_Exercise inputs_
---------------

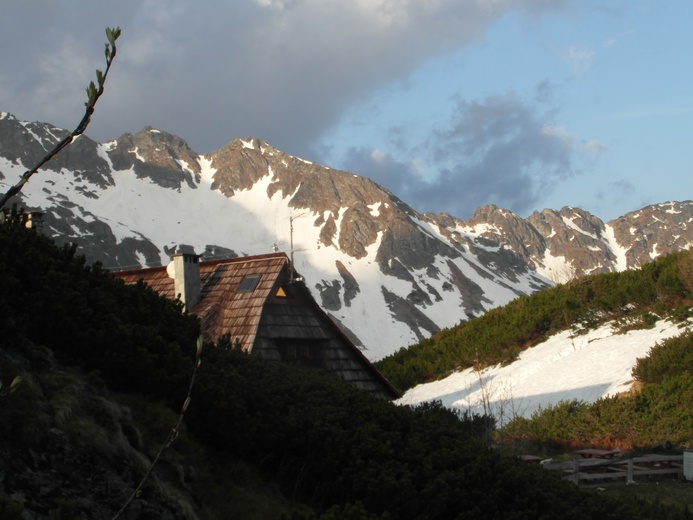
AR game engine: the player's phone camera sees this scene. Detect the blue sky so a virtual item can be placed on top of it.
[0,0,693,220]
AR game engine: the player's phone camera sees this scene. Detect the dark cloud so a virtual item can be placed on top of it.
[0,0,564,158]
[345,95,581,218]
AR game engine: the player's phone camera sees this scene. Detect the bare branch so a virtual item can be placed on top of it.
[0,27,120,209]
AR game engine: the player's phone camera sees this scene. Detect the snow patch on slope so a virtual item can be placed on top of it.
[397,320,691,421]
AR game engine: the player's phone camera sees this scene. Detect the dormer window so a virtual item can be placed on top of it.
[238,274,260,292]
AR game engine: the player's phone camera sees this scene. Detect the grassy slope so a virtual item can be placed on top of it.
[377,251,693,391]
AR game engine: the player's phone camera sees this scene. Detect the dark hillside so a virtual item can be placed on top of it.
[376,250,693,391]
[0,213,683,520]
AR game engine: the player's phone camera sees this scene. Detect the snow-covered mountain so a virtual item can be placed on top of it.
[0,113,693,360]
[398,320,693,426]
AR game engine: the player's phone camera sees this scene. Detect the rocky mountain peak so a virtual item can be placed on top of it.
[0,113,693,359]
[107,126,200,190]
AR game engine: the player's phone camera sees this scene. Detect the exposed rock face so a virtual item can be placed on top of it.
[0,114,693,359]
[609,201,693,268]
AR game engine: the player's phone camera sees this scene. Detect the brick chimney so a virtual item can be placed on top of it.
[166,253,201,311]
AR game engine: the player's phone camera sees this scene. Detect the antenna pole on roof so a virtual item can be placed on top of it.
[289,214,294,283]
[289,213,305,283]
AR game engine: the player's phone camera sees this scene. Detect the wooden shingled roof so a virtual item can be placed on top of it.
[116,253,289,350]
[115,253,400,399]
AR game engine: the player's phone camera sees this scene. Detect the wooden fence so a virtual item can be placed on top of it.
[542,455,683,485]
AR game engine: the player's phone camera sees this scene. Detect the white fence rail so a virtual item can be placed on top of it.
[543,455,683,485]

---------------

_Exercise objective_
Convert every line of the listing above into a JSON list of strings, one string per line, skipping blank lines. Leave the picture out of the answer.

_Task solution_
[
  "AR game engine: the player's phone camera sees this scene. Detect the blue sky so a virtual item can be placed on top of it.",
  "[0,0,693,220]",
  "AR game engine: the player's phone camera sees this scene. Detect the dark cloud so a virtual item can be placed on top of it.",
  "[0,0,564,158]",
  "[345,95,581,218]",
  "AR game engine: the player's phone camera sees this scene. Detect the bare branch so a virtual item can be placed on top of it.",
  "[0,27,120,209]",
  "AR game engine: the player's phone camera sees this scene. Detect the snow patch on slope so a virtual item can be placed on top of it.",
  "[397,320,691,421]",
  "AR game engine: the player's phone camera sees this scene. Detect the dormer window so a virtual item can be placed on top of it.",
  "[238,274,260,292]",
  "AR game engine: the player's phone camera sees this scene. Detect the grassy slope so a virtual item can be placed on top of it.",
  "[377,251,693,391]",
  "AR game engine: the player's phone camera sees this scene. Detect the dark hillside so a virtual item can be placed on top of it.",
  "[376,250,693,391]",
  "[0,213,683,520]",
  "AR game engine: the player's phone camera sees this scene. Detect the snow-covered mountain so a virtual item can be placed on top of it.",
  "[0,113,693,360]",
  "[398,320,693,426]",
  "AR game engine: the player's phone camera sees this scene. Detect the rocky mountain peak so a virtual item can be placed on top of it.",
  "[0,113,693,359]",
  "[107,126,200,190]",
  "AR game engine: the player's phone camera sees this scene. Detect the exposed rock face so a virtual item can be placed on top of it.",
  "[0,114,693,359]",
  "[609,201,693,268]",
  "AR game engine: the player's phone camera sees this scene. Detect the brick chimney so a virtual item can be placed on top of it.",
  "[166,253,201,311]",
  "AR game engine: the player's phone camera sees this scene. Detect the antenna pole on roof so a virtual item can be placed on top of it.",
  "[289,214,294,283]",
  "[289,213,305,283]",
  "AR game engine: the player's phone camera sees this scene. Detect the wooden shingled roof so a virtual item can be placed on top of it.",
  "[116,253,289,350]",
  "[115,253,400,399]",
  "AR game engine: the player's phone camera sees this scene. Detect the wooden fence so a virtual item can be placed on top of it.",
  "[542,455,683,485]",
  "AR game engine: the player's phone camera sees this scene. Detect the white fence rail so a virtual item can be placed on top of it.",
  "[543,455,683,485]"
]